AIM. Pull out every line of the data below that contains the word "list", and copy each of those lines in full.

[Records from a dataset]
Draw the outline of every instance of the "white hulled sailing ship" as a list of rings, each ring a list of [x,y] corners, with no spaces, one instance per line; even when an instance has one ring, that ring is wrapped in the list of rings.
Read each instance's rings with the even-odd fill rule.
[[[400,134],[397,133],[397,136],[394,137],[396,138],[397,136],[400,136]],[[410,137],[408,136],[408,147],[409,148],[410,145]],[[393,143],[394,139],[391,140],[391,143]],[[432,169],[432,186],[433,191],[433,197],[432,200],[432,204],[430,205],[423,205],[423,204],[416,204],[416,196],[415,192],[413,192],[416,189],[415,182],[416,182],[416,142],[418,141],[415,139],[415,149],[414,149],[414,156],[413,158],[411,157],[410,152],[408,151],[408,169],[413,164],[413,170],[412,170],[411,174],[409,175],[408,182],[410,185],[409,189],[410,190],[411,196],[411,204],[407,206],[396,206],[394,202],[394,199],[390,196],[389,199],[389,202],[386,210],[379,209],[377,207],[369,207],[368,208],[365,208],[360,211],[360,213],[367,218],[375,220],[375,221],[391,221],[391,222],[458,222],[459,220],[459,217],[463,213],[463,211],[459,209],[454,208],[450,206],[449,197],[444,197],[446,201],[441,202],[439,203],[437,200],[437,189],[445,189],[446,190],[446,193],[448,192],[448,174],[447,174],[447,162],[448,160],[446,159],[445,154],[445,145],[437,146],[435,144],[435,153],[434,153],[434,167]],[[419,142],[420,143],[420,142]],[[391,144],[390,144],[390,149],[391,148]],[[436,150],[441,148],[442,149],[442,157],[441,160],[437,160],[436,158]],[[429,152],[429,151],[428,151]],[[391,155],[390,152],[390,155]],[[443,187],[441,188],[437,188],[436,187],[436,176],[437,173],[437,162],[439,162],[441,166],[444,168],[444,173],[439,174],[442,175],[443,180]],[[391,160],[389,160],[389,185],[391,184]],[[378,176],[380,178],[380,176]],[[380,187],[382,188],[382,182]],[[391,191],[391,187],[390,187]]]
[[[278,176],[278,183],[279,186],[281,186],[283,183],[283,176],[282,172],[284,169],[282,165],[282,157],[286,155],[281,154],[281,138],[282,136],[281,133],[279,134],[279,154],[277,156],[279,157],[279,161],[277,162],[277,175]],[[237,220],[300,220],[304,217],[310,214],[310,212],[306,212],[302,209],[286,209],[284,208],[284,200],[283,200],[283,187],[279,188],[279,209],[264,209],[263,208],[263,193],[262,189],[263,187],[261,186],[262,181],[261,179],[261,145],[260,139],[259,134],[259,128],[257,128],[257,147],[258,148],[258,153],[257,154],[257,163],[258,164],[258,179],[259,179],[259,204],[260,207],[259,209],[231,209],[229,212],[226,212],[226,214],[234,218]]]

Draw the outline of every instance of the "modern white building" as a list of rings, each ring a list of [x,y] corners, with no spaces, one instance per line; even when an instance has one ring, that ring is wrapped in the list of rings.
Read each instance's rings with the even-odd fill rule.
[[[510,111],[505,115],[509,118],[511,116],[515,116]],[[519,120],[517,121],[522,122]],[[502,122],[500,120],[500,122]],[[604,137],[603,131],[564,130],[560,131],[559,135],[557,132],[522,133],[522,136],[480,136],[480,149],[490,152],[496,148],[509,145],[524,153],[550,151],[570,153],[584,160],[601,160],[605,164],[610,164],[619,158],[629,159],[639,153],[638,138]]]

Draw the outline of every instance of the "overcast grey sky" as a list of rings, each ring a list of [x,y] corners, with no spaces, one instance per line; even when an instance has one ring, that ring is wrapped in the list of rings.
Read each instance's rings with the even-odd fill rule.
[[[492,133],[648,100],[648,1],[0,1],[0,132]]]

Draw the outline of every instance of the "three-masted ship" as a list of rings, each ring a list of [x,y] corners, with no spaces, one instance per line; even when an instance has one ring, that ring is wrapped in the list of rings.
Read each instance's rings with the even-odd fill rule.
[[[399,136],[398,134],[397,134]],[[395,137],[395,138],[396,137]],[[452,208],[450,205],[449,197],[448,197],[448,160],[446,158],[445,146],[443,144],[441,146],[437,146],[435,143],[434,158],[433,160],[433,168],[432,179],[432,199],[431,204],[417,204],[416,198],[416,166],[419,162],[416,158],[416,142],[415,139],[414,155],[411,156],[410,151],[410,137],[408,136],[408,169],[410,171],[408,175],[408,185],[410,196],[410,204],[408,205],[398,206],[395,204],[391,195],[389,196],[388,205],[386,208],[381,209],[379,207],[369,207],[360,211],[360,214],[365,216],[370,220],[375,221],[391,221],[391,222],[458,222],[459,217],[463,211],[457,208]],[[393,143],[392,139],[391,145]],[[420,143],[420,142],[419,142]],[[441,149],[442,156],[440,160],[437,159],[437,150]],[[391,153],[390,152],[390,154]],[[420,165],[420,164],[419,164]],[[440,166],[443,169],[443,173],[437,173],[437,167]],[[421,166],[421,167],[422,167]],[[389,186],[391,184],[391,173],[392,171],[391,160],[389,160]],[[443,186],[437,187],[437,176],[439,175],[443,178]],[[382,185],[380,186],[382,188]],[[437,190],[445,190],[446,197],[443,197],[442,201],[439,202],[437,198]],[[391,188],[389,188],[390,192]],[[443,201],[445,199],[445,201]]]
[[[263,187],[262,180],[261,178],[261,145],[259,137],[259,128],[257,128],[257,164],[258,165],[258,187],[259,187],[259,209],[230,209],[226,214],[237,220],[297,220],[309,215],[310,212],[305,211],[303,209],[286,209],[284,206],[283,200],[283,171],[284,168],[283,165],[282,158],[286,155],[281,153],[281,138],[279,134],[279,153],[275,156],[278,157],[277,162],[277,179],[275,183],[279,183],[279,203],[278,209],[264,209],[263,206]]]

RESULT OF THIS TASK.
Draw the outline of every instance of the "white hulled sailing ship" as a list of rings, each ring a list of [x,y] corners, with no spaces, one instance per line; even when an instance has one ring, that ring is wrapped in the list of rings.
Draw the outline of every instance of the "modern white building" as a list of rings, each ring a list of [x,y] corners, with no spaces, one instance per line; even when an instance has one ring, that ring is wrapped in the list of rings.
Draw the outline of every instance of the "overcast grey sky" as a list of rings, each ring a list of [x,y] corners, with no spaces, one instance per line; even when an instance has one ring, that ring is wrapped in the list of rings.
Draw the outline of every instance of the "three-masted ship" as a list of rings, each ring a list of [x,y] corners, with no spaces, one instance per line; even when an instance has one ring, that ring is wrapped in the list of rings.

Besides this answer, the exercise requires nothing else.